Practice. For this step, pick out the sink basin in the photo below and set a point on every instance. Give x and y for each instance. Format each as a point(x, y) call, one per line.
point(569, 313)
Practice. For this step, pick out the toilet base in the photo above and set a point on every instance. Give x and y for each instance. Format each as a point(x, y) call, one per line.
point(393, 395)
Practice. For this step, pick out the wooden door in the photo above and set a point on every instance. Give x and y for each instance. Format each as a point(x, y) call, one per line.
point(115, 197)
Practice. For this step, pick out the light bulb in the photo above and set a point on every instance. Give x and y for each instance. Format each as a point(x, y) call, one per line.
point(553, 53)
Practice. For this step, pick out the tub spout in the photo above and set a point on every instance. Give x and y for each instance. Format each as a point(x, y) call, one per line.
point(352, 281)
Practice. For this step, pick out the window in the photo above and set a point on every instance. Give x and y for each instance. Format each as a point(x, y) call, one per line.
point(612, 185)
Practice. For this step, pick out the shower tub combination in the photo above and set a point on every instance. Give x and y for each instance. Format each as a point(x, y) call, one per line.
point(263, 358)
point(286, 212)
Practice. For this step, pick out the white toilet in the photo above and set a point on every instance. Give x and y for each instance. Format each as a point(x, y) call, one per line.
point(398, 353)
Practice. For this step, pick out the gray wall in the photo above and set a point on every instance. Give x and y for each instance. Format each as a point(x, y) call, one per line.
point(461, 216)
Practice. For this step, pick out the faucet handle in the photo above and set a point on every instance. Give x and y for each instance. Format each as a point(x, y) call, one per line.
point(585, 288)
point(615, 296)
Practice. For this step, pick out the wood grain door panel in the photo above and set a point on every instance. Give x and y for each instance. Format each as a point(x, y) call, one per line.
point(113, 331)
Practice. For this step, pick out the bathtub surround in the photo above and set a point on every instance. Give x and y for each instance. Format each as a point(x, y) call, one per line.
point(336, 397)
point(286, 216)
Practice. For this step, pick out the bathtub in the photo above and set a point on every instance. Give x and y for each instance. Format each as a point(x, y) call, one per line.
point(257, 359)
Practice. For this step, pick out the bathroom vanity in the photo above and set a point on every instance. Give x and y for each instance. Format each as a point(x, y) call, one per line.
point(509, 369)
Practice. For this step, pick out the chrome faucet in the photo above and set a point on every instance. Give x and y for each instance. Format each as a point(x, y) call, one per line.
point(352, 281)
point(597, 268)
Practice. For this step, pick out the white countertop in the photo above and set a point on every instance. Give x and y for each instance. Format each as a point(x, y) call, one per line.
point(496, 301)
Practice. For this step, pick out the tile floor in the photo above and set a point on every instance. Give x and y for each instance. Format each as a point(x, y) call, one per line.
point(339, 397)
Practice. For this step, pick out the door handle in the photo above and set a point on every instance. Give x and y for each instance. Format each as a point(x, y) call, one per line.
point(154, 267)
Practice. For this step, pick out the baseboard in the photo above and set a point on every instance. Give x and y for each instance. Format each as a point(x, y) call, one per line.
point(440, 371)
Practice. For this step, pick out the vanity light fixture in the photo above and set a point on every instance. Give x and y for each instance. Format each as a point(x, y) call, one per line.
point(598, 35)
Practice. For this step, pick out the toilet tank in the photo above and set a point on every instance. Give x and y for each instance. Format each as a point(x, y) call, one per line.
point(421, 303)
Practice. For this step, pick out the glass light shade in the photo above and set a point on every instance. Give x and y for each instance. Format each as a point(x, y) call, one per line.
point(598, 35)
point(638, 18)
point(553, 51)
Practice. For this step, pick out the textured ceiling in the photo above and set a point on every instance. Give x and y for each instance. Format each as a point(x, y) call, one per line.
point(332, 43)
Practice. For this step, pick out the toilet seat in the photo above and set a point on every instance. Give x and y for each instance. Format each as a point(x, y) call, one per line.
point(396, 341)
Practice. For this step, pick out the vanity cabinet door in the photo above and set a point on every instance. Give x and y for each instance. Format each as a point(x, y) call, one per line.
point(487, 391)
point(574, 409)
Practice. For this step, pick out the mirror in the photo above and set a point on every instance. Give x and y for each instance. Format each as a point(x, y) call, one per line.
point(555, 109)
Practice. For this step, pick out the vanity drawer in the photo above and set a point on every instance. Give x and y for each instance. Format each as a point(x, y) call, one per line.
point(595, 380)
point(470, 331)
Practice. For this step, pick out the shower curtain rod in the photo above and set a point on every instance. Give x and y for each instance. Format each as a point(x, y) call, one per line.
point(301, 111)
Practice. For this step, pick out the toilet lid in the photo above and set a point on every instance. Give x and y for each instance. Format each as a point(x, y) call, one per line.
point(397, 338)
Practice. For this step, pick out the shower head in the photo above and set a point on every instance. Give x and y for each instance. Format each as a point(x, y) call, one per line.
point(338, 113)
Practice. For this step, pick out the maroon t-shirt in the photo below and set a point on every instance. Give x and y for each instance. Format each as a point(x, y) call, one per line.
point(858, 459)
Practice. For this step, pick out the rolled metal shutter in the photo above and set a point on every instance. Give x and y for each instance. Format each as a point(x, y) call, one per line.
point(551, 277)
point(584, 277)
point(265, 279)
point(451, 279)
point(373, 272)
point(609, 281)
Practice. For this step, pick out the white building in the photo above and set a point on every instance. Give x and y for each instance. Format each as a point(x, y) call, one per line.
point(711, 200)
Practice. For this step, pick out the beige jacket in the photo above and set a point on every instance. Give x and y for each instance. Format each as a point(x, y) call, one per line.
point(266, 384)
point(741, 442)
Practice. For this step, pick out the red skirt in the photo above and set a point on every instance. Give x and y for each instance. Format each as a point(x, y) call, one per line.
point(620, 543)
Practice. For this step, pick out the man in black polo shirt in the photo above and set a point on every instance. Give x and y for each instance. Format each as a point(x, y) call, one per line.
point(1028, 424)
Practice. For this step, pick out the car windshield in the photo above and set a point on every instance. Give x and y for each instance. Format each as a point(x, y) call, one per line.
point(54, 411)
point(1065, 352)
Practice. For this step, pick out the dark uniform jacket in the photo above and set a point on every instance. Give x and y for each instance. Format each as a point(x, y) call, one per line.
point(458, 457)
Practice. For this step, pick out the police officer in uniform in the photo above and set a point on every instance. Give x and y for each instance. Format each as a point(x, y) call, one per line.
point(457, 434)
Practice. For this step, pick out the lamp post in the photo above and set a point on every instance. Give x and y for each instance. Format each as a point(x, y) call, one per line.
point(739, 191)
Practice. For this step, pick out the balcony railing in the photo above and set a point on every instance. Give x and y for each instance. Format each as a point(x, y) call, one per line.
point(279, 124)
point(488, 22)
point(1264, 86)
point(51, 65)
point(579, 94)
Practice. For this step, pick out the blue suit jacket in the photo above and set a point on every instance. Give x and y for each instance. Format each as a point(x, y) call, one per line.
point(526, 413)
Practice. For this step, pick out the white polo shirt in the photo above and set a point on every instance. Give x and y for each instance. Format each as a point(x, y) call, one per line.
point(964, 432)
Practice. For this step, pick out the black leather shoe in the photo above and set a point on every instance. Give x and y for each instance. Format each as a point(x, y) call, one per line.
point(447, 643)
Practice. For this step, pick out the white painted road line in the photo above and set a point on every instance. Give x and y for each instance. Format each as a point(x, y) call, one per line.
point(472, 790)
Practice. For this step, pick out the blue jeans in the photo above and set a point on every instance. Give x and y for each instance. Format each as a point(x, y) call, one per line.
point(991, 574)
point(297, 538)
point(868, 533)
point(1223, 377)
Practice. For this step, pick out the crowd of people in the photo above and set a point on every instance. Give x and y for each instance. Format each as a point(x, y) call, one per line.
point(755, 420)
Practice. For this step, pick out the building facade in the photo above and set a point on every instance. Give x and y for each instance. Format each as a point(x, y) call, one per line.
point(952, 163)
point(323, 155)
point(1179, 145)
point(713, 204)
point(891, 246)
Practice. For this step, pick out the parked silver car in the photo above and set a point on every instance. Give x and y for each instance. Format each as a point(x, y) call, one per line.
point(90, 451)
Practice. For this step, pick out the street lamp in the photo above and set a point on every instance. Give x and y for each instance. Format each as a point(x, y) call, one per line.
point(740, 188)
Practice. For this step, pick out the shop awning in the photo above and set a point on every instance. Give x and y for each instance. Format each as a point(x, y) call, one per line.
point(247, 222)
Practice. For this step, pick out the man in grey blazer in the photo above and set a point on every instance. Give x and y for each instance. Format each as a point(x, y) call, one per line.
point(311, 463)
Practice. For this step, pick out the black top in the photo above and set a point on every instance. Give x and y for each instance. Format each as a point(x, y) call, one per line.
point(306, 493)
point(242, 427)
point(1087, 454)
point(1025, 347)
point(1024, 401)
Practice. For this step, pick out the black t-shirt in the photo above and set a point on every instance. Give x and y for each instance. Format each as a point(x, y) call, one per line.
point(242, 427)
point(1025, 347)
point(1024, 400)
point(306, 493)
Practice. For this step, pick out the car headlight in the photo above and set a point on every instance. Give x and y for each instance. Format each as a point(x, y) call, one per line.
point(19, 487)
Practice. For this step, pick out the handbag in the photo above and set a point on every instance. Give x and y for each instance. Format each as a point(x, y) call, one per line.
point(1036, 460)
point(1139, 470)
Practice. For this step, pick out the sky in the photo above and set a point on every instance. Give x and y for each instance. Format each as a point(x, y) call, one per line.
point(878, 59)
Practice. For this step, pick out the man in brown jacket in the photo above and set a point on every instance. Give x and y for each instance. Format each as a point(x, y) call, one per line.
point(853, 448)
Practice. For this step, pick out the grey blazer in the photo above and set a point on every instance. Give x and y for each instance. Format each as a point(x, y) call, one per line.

--- Exercise objective ---
Return an exact copy of only the lines from the one with "Practice. For this step, pick out the handbag" through the end of the listing above, both included.

--- Response ---
Practice. For this step, pick out the handbag in the photo above and set a point on every instance. Give x and y for each instance. Format each as a point(x, y) call, one per line.
point(1036, 460)
point(1139, 470)
Practice. For this step, pick out the sky in the photo above and set a point on every instance. Give x and y for each instance. Format each as a point(x, y) call, one per line.
point(878, 59)
Practice. For this step, pick out the man in brown jacket in the photo above and set a point on every instance. Give x and y for each instance. Format each as a point(x, y) call, one per line.
point(853, 448)
Practice. For this step, pick out the grey blazer in the photo above and set a point on every instance. Give x and y for each instance. Format each as a point(x, y) call, one per line.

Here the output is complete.